START Document text

As cancer is a disease caused by damaged DNA, many researchers have tried to find ways to correct this damage by correcting the DNA itself.
Some gene therapy strategies aim to replace damaged genes with copies that work - like replacing a faulty part of a car that has broken down.
For example, the p53 gene, which normally acts as a brake on cell division, is defective in the majority of human cancers. Many attempts have been made to try to replace the damaged copy of p53 in a tumour with a working one, but, as yet, none has been particularly successful.
Scientists are working on many other gene therapy strategies. Some aim to block the cancer-promoting action of certain proteins made by damaged DNA. Others aim to damage the DNA of cancer cells even more than it is already, causing the cancer cells to commit suicide by apoptosis.
Another strategy, 'Gene-Dependent Enzyme/Pro-drug Therapy' (GDEPT) aims to insert a gene into the cancer cells that causes them to make a new enzyme. Then the patient is given an inactive anti-cancer drug called a 'pro-drug'. When the pro-drug and the enzyme meet in the cancer cell, the pro-drug becomes active.
The hope is that this drug will then kill the cancer cell, but leave other cells unharmed. This may be more effective at killing the cancer cells than conventional treatment, and could cause fewer side effects for the patient. Despite initial promise, none of these strategies has been particularly successful.

END Document text

=== What to work on ===
Rewrite the gene therapy text, everything from "Some gene therapy" down to "suicide by apoptosis.", replacing "p53" with "TP53".

START Extracted entries

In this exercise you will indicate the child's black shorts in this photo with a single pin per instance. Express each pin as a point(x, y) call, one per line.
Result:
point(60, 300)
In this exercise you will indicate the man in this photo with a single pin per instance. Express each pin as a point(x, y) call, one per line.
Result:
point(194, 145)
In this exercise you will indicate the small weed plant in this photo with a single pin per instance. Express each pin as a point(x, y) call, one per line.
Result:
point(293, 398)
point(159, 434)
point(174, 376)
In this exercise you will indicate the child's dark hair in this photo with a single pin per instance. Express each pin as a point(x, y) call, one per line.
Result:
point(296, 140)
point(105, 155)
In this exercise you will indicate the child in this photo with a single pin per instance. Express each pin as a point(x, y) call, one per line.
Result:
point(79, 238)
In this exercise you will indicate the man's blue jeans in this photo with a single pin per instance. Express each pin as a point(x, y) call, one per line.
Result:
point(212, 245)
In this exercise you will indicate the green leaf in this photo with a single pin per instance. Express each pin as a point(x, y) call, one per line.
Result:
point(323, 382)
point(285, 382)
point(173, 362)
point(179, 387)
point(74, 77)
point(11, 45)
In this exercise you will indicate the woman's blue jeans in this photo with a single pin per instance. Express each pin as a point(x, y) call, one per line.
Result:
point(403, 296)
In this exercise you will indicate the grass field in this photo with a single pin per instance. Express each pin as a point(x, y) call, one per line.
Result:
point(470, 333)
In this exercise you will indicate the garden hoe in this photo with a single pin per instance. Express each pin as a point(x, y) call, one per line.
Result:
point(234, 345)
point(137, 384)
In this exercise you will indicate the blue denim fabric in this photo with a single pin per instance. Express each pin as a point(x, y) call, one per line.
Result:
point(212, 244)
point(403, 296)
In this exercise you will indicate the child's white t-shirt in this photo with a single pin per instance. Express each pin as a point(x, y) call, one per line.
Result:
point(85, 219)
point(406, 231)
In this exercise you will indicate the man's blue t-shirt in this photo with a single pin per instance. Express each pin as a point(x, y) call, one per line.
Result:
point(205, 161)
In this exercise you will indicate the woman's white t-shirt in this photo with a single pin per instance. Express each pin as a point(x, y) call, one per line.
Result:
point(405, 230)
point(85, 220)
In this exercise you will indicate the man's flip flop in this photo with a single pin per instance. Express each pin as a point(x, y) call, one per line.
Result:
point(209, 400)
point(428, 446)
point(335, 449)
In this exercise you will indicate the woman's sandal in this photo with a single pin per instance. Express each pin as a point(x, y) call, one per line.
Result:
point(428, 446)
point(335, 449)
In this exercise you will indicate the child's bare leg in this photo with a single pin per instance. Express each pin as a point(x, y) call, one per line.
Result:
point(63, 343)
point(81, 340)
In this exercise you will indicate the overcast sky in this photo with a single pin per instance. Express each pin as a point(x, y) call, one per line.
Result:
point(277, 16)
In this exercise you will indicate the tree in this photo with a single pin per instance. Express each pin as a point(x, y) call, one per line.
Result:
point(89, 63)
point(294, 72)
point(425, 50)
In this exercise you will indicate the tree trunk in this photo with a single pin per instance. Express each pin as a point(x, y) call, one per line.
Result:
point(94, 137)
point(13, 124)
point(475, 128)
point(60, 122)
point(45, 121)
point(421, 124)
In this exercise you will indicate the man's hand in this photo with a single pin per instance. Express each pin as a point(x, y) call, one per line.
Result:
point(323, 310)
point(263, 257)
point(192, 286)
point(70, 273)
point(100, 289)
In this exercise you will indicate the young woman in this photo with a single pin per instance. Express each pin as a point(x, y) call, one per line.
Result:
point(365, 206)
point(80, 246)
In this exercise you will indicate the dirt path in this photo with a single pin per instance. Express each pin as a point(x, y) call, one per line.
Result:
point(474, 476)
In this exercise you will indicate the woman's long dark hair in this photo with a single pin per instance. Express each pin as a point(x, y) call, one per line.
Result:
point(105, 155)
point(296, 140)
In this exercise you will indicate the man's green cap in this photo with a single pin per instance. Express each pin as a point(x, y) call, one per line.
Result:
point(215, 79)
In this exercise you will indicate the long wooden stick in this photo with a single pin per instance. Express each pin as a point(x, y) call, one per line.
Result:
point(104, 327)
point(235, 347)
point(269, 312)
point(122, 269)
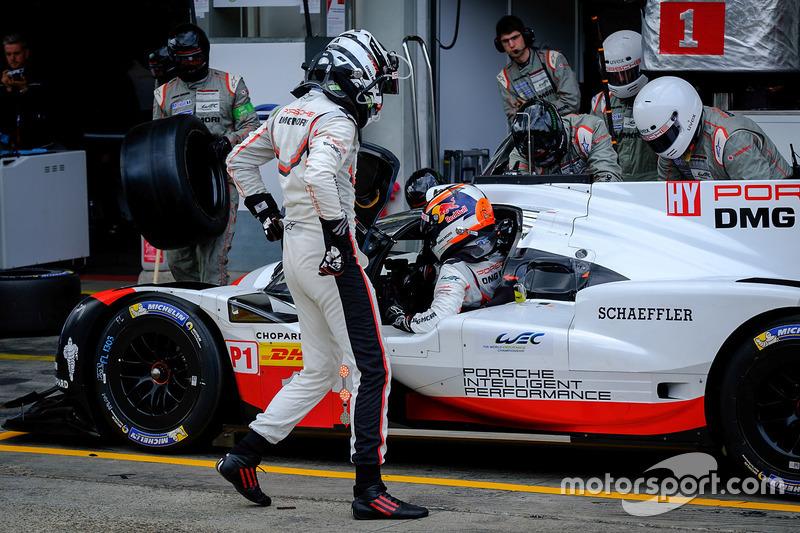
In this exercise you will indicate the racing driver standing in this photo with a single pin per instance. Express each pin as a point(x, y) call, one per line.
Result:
point(315, 139)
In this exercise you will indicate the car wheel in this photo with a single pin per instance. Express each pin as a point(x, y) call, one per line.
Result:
point(760, 403)
point(36, 301)
point(175, 188)
point(159, 373)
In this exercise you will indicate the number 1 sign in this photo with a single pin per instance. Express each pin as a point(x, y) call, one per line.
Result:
point(692, 28)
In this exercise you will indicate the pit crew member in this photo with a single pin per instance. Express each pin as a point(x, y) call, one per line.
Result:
point(623, 59)
point(697, 142)
point(222, 101)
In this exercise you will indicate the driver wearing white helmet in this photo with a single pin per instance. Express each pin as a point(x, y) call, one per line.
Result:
point(315, 140)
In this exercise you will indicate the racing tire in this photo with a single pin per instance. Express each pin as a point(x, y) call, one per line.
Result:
point(175, 187)
point(159, 380)
point(760, 404)
point(36, 301)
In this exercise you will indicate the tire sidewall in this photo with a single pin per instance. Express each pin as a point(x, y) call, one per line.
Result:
point(750, 365)
point(176, 190)
point(36, 301)
point(182, 322)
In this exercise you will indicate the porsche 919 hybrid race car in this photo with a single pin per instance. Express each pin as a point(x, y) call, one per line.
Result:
point(647, 312)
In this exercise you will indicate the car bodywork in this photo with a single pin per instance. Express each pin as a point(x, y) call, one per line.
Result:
point(647, 312)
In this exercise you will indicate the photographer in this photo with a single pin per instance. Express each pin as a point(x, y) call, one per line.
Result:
point(24, 120)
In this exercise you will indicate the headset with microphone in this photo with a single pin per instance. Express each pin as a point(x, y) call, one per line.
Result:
point(527, 35)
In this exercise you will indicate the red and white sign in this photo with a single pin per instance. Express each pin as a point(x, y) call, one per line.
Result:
point(692, 28)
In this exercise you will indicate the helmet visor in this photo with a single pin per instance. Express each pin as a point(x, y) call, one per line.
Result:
point(661, 139)
point(620, 78)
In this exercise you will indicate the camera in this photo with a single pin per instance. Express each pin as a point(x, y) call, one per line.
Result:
point(16, 74)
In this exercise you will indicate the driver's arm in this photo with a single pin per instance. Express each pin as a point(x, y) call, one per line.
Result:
point(448, 297)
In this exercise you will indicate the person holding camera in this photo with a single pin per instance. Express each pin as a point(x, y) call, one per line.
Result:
point(24, 120)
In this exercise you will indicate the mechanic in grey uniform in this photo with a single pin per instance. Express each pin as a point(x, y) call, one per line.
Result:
point(222, 101)
point(316, 141)
point(697, 142)
point(467, 247)
point(546, 143)
point(532, 72)
point(623, 59)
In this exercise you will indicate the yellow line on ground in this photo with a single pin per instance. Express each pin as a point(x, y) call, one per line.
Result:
point(445, 482)
point(27, 357)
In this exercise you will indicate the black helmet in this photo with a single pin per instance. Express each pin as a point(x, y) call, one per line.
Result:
point(188, 47)
point(161, 65)
point(355, 71)
point(418, 184)
point(539, 133)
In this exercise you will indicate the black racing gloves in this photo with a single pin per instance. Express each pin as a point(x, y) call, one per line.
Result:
point(398, 318)
point(339, 249)
point(222, 147)
point(264, 208)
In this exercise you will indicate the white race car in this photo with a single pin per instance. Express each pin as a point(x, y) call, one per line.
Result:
point(652, 312)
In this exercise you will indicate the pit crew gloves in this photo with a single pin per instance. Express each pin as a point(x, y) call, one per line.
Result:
point(339, 252)
point(263, 207)
point(222, 147)
point(397, 317)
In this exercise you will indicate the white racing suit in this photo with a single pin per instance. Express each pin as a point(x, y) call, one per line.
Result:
point(589, 151)
point(316, 143)
point(461, 285)
point(536, 78)
point(637, 160)
point(728, 147)
point(222, 102)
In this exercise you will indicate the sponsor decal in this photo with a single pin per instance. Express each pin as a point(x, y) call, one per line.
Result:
point(181, 104)
point(207, 107)
point(762, 217)
point(527, 341)
point(70, 353)
point(781, 333)
point(207, 95)
point(583, 136)
point(280, 354)
point(101, 375)
point(301, 112)
point(243, 110)
point(158, 440)
point(293, 121)
point(683, 198)
point(158, 308)
point(775, 482)
point(244, 356)
point(278, 336)
point(670, 314)
point(525, 383)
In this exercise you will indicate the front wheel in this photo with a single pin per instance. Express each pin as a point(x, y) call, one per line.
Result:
point(159, 375)
point(760, 404)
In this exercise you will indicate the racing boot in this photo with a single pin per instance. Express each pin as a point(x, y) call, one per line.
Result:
point(240, 470)
point(375, 504)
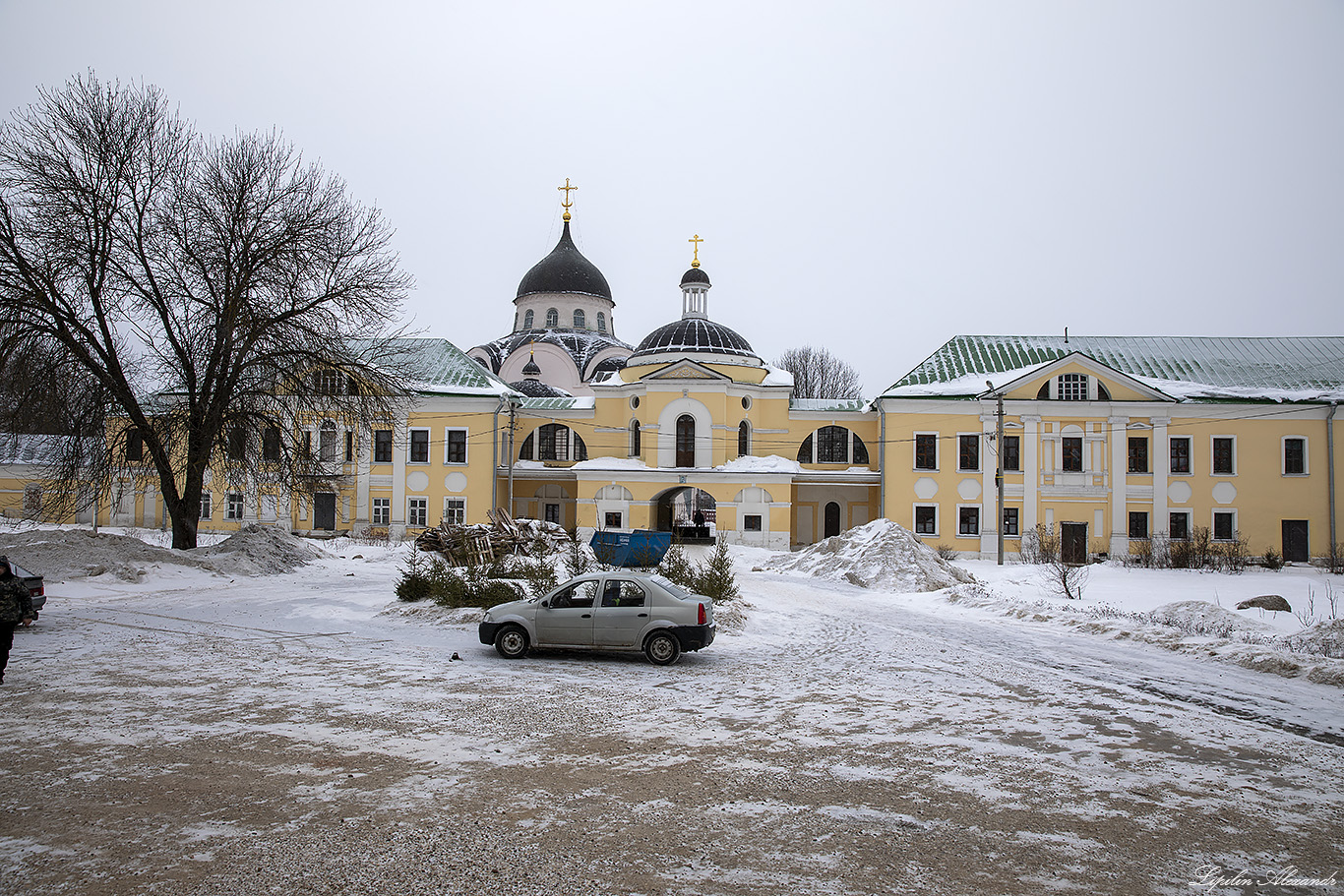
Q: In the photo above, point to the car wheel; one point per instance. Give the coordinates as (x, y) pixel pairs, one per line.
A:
(511, 642)
(661, 649)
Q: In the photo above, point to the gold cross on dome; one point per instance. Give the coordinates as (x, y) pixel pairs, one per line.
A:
(566, 203)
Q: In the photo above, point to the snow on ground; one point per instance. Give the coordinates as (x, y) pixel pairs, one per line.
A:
(984, 738)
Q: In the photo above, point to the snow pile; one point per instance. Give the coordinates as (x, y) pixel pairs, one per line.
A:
(260, 550)
(881, 555)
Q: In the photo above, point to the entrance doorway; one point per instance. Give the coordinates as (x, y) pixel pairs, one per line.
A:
(324, 510)
(1072, 543)
(832, 524)
(1296, 547)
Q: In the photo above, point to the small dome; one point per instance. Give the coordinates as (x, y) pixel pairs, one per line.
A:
(565, 270)
(694, 334)
(695, 275)
(536, 388)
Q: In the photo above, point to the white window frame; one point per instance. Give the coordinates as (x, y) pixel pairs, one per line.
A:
(410, 444)
(458, 518)
(980, 520)
(1212, 528)
(1307, 455)
(466, 454)
(937, 452)
(417, 513)
(914, 518)
(1211, 443)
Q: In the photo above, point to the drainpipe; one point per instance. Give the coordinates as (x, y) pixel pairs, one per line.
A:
(1329, 454)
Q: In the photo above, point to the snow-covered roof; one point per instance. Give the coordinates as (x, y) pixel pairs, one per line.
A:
(1284, 368)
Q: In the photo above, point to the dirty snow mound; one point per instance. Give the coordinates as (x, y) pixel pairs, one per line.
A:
(260, 550)
(881, 555)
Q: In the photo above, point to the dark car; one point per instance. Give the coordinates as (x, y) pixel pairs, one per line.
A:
(35, 587)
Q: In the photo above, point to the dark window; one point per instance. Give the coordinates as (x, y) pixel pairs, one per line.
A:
(1138, 524)
(271, 444)
(1179, 524)
(1181, 454)
(805, 450)
(968, 451)
(1295, 457)
(926, 451)
(968, 521)
(419, 447)
(1072, 461)
(1138, 454)
(458, 447)
(382, 447)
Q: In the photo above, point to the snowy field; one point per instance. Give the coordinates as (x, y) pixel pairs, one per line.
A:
(206, 724)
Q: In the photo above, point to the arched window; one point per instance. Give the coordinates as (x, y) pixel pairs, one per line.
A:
(686, 441)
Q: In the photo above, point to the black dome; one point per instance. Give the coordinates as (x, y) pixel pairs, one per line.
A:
(565, 270)
(694, 334)
(695, 275)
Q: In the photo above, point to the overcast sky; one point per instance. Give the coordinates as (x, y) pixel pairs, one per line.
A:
(873, 177)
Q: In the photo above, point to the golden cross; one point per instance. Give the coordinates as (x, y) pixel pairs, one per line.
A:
(566, 202)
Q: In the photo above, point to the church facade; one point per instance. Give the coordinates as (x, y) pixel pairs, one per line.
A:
(1106, 443)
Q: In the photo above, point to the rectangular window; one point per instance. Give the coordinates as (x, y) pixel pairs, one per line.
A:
(1295, 455)
(455, 510)
(455, 450)
(968, 521)
(1138, 454)
(1072, 388)
(419, 447)
(1181, 452)
(926, 518)
(1012, 452)
(382, 447)
(1225, 458)
(1179, 525)
(968, 452)
(417, 512)
(271, 444)
(926, 450)
(1138, 524)
(1072, 458)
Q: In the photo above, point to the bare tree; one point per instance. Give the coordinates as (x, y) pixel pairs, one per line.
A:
(208, 300)
(819, 374)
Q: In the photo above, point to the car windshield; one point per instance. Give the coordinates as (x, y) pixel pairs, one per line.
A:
(672, 587)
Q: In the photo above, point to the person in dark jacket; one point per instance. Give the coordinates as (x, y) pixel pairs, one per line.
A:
(15, 608)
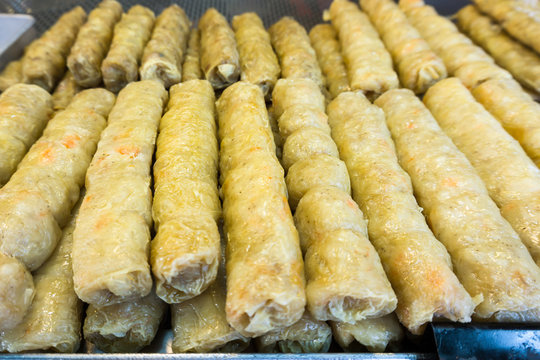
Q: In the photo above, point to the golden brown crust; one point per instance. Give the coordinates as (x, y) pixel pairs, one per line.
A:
(219, 57)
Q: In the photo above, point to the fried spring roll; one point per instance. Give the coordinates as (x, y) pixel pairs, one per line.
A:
(324, 40)
(418, 66)
(44, 62)
(24, 112)
(515, 110)
(260, 230)
(219, 57)
(518, 18)
(372, 334)
(416, 263)
(307, 335)
(297, 58)
(185, 251)
(93, 42)
(523, 63)
(53, 321)
(131, 33)
(191, 68)
(369, 65)
(511, 178)
(345, 279)
(115, 216)
(257, 58)
(163, 55)
(36, 202)
(16, 293)
(65, 91)
(488, 257)
(124, 327)
(462, 58)
(11, 75)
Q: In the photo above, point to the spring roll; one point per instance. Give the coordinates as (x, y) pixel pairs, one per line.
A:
(369, 65)
(345, 279)
(45, 59)
(124, 327)
(131, 34)
(488, 257)
(11, 75)
(65, 91)
(16, 293)
(523, 63)
(24, 112)
(461, 57)
(416, 263)
(93, 42)
(515, 110)
(36, 202)
(324, 40)
(307, 335)
(219, 57)
(185, 251)
(418, 66)
(518, 18)
(163, 55)
(257, 58)
(297, 58)
(115, 216)
(261, 237)
(53, 321)
(511, 178)
(372, 334)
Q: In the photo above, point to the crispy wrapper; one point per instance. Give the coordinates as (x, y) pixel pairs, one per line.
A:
(191, 68)
(522, 62)
(124, 327)
(44, 61)
(462, 58)
(11, 75)
(93, 42)
(53, 321)
(518, 18)
(65, 91)
(418, 66)
(517, 112)
(16, 293)
(371, 334)
(297, 58)
(416, 263)
(219, 57)
(488, 257)
(261, 237)
(511, 178)
(369, 65)
(131, 33)
(345, 279)
(112, 236)
(36, 202)
(257, 58)
(324, 40)
(164, 53)
(307, 335)
(185, 251)
(24, 112)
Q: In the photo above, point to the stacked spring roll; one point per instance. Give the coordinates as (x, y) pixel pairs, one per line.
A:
(416, 263)
(36, 202)
(185, 251)
(261, 237)
(219, 57)
(488, 256)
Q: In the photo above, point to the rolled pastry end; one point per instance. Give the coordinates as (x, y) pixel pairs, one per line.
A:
(16, 292)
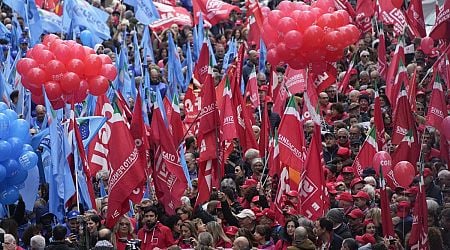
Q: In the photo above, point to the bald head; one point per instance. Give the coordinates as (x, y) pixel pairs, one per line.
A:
(241, 243)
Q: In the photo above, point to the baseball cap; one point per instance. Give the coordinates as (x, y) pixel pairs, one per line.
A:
(72, 214)
(246, 213)
(249, 183)
(362, 194)
(345, 196)
(356, 214)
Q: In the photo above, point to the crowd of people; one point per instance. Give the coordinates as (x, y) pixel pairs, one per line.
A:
(240, 213)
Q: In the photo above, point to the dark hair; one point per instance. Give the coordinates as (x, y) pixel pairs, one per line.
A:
(264, 230)
(59, 232)
(326, 224)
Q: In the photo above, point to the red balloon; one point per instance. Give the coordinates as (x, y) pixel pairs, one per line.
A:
(62, 53)
(382, 159)
(76, 66)
(446, 128)
(36, 76)
(397, 3)
(286, 24)
(293, 39)
(55, 69)
(53, 90)
(305, 20)
(42, 57)
(93, 64)
(38, 99)
(313, 37)
(105, 59)
(109, 71)
(404, 173)
(25, 64)
(427, 44)
(70, 82)
(98, 85)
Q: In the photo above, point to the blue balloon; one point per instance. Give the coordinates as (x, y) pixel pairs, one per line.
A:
(18, 178)
(12, 115)
(16, 147)
(2, 173)
(12, 166)
(28, 160)
(5, 150)
(3, 106)
(27, 147)
(86, 38)
(21, 129)
(9, 196)
(4, 126)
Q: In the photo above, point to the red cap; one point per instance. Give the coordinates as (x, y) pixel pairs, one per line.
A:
(403, 209)
(348, 170)
(292, 193)
(356, 214)
(345, 196)
(363, 195)
(232, 230)
(356, 181)
(249, 183)
(365, 239)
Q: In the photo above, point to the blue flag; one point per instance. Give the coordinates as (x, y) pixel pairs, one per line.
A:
(145, 11)
(34, 22)
(51, 23)
(61, 186)
(81, 13)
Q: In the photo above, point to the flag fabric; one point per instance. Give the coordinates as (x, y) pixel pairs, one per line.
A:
(81, 13)
(387, 226)
(170, 15)
(59, 177)
(51, 22)
(213, 10)
(168, 175)
(382, 64)
(364, 158)
(312, 189)
(144, 11)
(419, 231)
(437, 109)
(415, 19)
(251, 93)
(291, 141)
(441, 28)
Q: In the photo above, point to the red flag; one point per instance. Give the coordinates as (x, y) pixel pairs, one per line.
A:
(123, 157)
(364, 159)
(291, 141)
(139, 134)
(437, 109)
(404, 133)
(295, 80)
(387, 226)
(382, 64)
(419, 231)
(228, 116)
(416, 21)
(441, 28)
(170, 181)
(213, 11)
(170, 14)
(251, 93)
(313, 193)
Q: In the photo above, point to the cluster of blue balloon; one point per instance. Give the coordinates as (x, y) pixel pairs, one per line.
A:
(16, 155)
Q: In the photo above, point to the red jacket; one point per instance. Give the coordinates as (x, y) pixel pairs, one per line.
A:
(160, 236)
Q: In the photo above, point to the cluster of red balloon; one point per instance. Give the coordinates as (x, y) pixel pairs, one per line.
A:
(299, 34)
(67, 70)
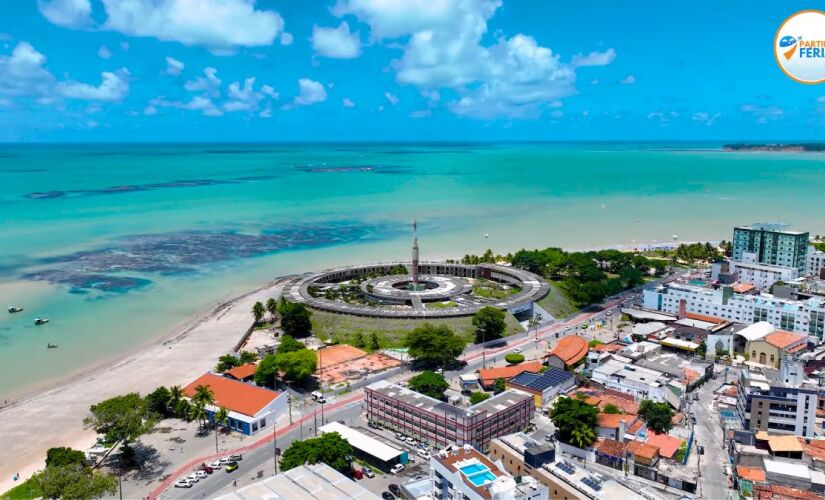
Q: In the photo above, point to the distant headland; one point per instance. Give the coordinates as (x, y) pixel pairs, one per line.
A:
(805, 147)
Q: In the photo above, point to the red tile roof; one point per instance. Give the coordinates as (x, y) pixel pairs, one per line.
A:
(783, 339)
(239, 397)
(570, 349)
(750, 473)
(488, 376)
(667, 444)
(243, 371)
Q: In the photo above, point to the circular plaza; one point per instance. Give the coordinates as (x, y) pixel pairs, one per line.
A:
(418, 289)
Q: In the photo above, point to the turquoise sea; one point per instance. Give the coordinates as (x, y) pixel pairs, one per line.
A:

END Extracted entries

=== Output for this task ===
Some gene therapy strategies aim to replace damaged genes with copies that work - like replacing a faulty part of a car that has broken down.
For example, the TP53 gene, which normally acts as a brake on cell division, is defective in the majority of human cancers. Many attempts have been made to try to replace the damaged copy of TP53 in a tumour with a working one, but, as yet, none has been particularly successful.
Scientists are working on many other gene therapy strategies. Some aim to block the cancer-promoting action of certain proteins made by damaged DNA. Others aim to damage the DNA of cancer cells even more than it is already, causing the cancer cells to commit suicide by apoptosis.